Write all of the lines below out again, exactly as they stand.
[Excerpted data]
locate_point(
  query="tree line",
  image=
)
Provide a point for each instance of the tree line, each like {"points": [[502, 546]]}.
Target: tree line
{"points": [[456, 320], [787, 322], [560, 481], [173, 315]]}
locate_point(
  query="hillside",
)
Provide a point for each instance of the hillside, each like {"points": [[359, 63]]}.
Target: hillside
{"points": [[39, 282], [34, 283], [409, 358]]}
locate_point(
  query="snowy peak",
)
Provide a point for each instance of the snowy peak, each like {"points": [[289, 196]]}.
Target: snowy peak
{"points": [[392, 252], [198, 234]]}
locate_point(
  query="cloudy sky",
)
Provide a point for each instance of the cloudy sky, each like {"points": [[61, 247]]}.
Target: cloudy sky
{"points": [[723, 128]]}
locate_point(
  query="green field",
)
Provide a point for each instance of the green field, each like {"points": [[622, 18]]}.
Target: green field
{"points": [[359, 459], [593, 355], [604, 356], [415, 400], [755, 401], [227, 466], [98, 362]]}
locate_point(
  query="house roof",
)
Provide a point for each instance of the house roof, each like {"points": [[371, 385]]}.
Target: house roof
[/Excerpted data]
Answer to the exercise:
locate_point(
  query="tree line",
  image=
)
Provide a point for each instance of the tree line, each like {"points": [[502, 546]]}.
Target: tree line
{"points": [[456, 320], [787, 322], [560, 481], [173, 315]]}
locate_point(
  query="hillside",
)
Provide a point for each instance of the hillside, each like {"points": [[359, 63]]}.
Target: hillside
{"points": [[39, 282], [34, 283], [409, 358]]}
locate_point(
  query="snowy peak",
)
Provide a point for each instance of the snowy peak, each like {"points": [[289, 196]]}.
Target: snowy peak
{"points": [[392, 252], [198, 234]]}
locate_point(
  query="cloudy sky",
)
Provide a point for each instance of the cloudy sky, each like {"points": [[61, 247]]}.
Target: cloudy sky
{"points": [[723, 128]]}
locate_point(
  query="green field",
)
Provide a point for each instance of the green field, each like {"points": [[622, 18]]}.
Target: green field
{"points": [[359, 459], [593, 355], [604, 356], [415, 400], [755, 401], [227, 466], [98, 362]]}
locate_point(
  query="house roof",
)
Provide a point for each instance of the house roof, each like {"points": [[371, 385]]}.
Target: house roof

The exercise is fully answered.